- TASK INSTRUCTIONS
Out of the material that follows, write out exactly the lines from the line with "Target: gray shirt" to the line with "Task: mark the chair", both ends included, and no others.

[[ RECORDS FOR THE TASK open ]]

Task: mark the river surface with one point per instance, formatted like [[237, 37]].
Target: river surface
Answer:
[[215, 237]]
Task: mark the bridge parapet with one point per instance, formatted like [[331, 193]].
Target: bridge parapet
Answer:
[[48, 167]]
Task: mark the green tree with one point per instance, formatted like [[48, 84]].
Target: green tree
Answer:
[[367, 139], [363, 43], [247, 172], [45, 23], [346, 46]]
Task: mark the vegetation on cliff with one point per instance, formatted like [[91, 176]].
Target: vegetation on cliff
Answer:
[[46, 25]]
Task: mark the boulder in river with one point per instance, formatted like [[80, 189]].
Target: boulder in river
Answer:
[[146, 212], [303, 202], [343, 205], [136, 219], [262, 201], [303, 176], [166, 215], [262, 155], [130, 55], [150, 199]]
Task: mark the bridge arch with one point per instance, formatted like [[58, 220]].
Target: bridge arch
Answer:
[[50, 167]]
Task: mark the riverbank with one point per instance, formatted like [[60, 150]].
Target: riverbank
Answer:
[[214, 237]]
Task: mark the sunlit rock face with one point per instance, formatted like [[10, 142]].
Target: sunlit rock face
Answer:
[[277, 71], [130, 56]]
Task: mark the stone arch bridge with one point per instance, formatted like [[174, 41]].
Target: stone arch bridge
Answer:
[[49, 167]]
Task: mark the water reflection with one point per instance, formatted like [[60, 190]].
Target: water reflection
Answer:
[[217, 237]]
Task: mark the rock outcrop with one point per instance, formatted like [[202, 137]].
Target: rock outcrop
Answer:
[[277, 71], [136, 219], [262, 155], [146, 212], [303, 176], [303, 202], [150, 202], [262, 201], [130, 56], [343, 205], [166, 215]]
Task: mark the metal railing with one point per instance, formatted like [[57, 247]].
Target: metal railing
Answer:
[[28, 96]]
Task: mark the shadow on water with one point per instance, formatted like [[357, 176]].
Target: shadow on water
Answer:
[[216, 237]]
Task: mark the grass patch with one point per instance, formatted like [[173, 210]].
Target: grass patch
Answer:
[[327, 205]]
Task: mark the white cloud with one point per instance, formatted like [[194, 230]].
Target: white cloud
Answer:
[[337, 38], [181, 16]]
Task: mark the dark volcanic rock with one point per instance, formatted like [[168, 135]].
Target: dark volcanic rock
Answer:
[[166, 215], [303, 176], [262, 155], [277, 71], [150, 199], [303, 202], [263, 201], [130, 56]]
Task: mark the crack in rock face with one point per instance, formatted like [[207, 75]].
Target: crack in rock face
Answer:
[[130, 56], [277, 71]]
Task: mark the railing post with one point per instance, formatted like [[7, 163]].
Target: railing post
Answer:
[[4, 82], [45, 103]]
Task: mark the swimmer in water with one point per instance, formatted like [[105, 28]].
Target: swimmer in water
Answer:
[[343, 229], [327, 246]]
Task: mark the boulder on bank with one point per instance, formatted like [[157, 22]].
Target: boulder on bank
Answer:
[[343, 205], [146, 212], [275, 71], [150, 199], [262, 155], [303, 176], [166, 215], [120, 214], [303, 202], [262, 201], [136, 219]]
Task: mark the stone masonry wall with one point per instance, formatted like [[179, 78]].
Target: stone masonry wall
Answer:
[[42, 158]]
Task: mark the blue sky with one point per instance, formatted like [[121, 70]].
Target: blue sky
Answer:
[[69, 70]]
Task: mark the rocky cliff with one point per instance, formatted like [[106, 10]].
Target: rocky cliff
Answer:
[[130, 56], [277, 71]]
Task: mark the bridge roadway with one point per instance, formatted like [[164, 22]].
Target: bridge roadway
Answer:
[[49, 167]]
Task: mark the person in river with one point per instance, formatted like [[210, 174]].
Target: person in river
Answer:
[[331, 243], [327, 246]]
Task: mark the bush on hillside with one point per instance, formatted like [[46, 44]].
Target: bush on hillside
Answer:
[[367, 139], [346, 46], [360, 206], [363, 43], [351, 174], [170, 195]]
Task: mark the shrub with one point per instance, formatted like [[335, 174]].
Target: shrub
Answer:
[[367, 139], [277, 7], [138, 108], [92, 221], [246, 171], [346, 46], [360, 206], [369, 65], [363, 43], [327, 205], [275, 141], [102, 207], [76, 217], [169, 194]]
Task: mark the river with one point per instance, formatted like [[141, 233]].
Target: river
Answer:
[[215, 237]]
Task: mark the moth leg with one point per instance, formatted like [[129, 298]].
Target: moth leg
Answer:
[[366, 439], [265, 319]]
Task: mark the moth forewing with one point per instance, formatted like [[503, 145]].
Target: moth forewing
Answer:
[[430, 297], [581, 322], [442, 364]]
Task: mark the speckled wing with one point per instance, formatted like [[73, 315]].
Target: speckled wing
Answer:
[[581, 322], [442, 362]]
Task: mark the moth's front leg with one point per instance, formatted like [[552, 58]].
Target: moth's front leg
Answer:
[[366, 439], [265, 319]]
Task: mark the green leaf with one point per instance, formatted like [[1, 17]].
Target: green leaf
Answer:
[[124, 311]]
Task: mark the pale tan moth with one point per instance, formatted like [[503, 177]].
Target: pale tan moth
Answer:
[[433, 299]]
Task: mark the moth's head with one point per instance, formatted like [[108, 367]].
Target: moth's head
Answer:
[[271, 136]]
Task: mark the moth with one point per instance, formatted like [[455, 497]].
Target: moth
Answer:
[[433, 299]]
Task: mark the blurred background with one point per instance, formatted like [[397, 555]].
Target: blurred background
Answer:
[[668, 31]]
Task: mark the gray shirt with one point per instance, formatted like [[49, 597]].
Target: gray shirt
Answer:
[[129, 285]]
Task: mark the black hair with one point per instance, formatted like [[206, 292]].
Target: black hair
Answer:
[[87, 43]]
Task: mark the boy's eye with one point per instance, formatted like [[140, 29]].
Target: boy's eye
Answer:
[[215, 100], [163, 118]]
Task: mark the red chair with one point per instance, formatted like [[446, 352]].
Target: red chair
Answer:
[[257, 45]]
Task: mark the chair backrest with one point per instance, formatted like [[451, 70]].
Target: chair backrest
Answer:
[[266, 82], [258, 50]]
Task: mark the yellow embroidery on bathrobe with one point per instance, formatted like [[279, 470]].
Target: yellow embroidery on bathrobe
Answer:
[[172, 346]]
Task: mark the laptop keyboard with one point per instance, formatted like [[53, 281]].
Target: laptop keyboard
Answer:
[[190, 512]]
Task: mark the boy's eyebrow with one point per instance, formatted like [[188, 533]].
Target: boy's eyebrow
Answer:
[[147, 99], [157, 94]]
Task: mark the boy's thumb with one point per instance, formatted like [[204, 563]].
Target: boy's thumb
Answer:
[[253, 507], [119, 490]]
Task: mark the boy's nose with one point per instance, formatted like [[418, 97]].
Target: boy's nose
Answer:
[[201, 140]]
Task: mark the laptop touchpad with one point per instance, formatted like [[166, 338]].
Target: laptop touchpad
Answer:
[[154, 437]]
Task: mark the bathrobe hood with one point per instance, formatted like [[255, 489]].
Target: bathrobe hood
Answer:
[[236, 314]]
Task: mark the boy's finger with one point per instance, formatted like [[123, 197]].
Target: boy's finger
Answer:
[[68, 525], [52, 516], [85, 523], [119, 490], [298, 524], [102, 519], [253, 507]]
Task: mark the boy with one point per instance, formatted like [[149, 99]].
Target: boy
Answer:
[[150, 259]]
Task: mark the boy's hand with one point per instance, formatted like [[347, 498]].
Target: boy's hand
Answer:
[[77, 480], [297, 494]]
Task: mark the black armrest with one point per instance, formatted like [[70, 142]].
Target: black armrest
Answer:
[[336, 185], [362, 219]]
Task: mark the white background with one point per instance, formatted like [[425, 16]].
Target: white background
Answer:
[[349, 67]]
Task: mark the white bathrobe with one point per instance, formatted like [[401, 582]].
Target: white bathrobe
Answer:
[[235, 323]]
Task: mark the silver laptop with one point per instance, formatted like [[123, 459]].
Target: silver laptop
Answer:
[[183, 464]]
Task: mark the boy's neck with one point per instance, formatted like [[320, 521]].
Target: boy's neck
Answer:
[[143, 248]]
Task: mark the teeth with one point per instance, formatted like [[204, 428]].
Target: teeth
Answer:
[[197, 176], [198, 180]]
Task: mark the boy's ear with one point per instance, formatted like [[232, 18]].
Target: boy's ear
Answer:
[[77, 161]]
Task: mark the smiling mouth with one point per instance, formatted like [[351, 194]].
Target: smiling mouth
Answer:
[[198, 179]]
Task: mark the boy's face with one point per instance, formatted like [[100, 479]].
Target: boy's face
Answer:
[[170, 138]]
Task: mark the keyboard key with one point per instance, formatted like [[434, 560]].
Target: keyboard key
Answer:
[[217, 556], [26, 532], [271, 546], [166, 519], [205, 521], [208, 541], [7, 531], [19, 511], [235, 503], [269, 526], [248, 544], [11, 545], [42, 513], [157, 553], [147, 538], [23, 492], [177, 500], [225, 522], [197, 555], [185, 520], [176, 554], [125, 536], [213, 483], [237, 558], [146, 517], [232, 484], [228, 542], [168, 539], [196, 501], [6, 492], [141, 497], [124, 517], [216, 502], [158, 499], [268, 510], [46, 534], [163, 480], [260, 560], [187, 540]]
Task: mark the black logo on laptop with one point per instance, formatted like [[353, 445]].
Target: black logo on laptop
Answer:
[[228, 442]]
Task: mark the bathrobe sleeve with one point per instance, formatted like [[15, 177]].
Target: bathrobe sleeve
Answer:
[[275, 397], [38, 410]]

[[ RECORDS FOR THE TASK closed ]]

- RESPONSE AREA
Target: gray shirt
Answer:
[[129, 285]]
Task: mark the black hair with one point per instance, formatted like [[206, 292]].
Target: black hair
Answer:
[[87, 43]]
Task: mark the boy's eye with one point per instance, formatted like [[140, 29]].
Target: boy's eye
Answer:
[[215, 100], [163, 118]]
Task: mark the red chair with one point per instance, formatted like [[446, 352]].
Target: red chair
Answer:
[[257, 45]]
Task: mark the chair backrest with one point per instance, formatted like [[451, 70]].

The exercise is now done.